## INSTRUCTIONS FOR THE TASK
Rescale the items from their beginning through the line containing "[[[35,91],[75,91],[76,83],[24,79],[2,79],[2,90]]]", both ends included. Write out only those lines again, instructions included, and multiply every coordinate in the answers by 1.4, rounding to whole numbers with halves rounded up.

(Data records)
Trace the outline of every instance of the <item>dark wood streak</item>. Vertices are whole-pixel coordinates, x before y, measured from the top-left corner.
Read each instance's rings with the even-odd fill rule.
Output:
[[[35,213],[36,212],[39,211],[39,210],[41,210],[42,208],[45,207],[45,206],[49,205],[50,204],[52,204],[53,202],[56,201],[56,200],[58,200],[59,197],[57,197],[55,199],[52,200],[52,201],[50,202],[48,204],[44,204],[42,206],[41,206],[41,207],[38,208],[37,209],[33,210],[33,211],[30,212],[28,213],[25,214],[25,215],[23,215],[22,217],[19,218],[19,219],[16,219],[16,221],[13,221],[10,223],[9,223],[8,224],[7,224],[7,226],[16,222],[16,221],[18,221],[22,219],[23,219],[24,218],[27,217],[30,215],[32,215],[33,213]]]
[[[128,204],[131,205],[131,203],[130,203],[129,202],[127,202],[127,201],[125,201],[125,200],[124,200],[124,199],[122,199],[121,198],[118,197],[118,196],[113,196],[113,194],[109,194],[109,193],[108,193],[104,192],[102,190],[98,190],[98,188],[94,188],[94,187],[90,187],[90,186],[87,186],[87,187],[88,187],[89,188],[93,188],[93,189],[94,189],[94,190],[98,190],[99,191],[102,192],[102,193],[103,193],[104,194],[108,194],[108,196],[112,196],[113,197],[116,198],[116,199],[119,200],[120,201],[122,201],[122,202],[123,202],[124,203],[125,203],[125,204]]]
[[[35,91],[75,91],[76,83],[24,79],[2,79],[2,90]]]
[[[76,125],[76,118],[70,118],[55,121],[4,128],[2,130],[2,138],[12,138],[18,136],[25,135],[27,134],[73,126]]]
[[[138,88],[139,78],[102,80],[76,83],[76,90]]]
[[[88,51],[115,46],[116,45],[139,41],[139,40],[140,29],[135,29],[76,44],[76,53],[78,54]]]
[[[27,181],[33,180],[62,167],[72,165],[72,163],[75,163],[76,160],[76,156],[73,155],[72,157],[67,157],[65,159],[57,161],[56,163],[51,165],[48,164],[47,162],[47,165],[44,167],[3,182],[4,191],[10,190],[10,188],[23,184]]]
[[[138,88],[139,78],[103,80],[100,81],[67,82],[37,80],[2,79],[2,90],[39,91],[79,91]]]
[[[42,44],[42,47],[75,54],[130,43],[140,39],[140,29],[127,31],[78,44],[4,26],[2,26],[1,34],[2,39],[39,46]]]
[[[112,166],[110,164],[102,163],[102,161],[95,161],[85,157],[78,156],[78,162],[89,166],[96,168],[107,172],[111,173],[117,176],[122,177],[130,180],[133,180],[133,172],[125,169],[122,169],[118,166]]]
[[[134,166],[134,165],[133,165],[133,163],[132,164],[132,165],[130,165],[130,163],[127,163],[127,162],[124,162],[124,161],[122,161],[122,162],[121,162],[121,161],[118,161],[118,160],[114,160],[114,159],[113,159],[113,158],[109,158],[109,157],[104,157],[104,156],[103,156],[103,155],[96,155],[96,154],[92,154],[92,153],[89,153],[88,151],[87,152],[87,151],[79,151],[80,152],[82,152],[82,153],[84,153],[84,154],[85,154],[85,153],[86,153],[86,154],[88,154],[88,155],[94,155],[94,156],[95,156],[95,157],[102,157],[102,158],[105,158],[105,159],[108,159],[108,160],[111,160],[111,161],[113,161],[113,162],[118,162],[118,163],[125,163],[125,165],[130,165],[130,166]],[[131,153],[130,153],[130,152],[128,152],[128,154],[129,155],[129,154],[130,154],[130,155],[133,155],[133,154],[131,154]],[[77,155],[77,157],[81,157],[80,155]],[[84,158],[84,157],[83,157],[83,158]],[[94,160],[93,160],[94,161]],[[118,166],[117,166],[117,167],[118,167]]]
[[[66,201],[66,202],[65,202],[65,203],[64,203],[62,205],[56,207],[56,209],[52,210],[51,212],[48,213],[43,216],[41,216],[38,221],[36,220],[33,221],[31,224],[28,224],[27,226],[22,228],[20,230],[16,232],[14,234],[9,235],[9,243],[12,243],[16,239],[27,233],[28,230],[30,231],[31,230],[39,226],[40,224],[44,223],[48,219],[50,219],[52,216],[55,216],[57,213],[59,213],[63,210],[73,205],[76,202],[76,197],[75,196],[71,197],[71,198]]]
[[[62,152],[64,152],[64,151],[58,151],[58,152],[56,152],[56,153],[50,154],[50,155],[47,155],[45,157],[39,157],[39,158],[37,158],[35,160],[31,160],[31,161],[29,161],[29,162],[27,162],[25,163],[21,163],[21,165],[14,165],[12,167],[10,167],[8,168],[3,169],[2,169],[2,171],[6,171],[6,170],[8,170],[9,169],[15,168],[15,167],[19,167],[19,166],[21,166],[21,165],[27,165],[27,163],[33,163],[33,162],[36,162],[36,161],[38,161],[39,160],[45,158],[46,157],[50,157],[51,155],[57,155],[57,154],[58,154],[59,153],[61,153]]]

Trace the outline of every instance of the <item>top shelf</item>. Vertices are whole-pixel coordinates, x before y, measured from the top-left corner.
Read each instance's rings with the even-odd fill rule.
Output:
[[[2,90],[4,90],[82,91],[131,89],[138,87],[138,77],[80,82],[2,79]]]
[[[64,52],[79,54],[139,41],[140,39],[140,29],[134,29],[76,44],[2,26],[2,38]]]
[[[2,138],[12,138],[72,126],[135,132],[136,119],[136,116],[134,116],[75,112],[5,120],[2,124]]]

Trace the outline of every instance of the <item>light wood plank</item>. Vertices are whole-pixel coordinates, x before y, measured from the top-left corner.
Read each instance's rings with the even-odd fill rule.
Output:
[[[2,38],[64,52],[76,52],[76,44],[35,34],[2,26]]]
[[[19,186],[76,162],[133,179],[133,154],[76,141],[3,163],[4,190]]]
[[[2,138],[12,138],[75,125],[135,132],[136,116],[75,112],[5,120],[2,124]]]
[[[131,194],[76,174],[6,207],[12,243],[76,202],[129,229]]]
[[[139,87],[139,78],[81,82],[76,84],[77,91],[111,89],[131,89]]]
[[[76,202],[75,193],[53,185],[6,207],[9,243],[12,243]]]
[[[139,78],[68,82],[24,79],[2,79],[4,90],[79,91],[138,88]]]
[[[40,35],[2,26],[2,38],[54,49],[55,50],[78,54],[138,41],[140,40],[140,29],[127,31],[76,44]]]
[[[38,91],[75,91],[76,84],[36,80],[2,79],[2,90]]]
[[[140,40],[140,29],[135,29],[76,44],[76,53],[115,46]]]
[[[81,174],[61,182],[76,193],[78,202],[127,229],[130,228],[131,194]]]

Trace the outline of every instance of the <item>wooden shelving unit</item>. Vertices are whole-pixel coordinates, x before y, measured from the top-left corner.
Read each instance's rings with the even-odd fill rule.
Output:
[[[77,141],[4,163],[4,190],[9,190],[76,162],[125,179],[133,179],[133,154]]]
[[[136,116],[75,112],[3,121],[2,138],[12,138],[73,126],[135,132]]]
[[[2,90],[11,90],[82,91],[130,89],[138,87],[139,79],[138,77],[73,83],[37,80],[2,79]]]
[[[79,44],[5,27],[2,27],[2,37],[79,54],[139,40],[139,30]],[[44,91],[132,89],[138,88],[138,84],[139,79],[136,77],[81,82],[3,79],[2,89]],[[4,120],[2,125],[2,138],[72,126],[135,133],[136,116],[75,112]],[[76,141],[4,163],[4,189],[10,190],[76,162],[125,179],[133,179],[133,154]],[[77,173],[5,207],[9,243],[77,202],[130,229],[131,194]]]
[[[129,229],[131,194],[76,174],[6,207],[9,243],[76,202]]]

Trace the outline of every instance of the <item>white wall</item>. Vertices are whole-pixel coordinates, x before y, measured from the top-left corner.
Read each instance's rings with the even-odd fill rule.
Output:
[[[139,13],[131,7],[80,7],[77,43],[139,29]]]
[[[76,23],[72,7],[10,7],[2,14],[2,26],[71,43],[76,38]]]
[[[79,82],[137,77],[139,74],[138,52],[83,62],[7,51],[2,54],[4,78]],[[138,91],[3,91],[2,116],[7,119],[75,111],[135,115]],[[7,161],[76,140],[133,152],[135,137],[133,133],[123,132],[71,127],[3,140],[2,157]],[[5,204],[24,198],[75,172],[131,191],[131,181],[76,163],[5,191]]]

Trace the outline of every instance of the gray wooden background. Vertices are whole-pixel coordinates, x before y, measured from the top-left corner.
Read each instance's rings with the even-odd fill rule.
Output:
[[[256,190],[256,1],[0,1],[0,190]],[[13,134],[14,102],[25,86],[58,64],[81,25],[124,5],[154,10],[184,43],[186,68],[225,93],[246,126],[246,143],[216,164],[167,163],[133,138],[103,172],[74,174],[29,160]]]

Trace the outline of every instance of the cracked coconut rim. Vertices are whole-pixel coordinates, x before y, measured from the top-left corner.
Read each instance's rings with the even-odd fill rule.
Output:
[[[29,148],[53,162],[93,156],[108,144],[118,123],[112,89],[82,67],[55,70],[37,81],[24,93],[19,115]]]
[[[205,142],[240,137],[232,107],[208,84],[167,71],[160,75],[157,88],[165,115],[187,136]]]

## SOLUTION FOR THIS EXERCISE
Trace the outline of every instance of the <item>dark wood streak</item>. Vertices are whole-pixel coordinates, x before y, measured from the top-left corner.
Read each instance's rings with the even-odd fill rule.
Output:
[[[49,298],[50,297],[55,295],[55,294],[57,294],[59,291],[63,290],[63,288],[69,287],[70,286],[73,286],[74,283],[78,281],[78,280],[81,280],[83,276],[80,276],[77,279],[73,280],[73,281],[70,283],[67,286],[62,286],[59,288],[57,288],[57,290],[53,291],[52,293],[46,294],[46,295],[42,297],[39,298],[35,300],[35,301],[32,301],[31,304],[27,305],[27,307],[22,307],[22,309],[18,309],[14,312],[13,312],[11,314],[10,314],[10,316],[22,311],[22,309],[25,309],[31,307],[32,307],[34,305],[38,304],[42,301],[45,301],[46,298]]]
[[[179,286],[183,287],[183,284],[182,284],[181,283],[178,283],[178,281],[175,281],[175,280],[174,280],[174,279],[171,279],[169,277],[165,276],[165,274],[158,274],[158,272],[153,272],[153,270],[151,270],[146,269],[143,266],[137,266],[137,263],[132,263],[132,262],[126,262],[126,260],[122,260],[122,262],[123,262],[125,263],[130,263],[130,265],[132,265],[132,266],[137,266],[139,267],[143,269],[143,270],[144,270],[146,272],[151,272],[151,274],[157,274],[158,276],[162,277],[162,279],[167,280],[168,281],[171,281],[171,283],[172,283],[174,284],[175,284],[175,286]]]
[[[49,127],[105,127],[106,116],[34,111],[3,111],[3,126]]]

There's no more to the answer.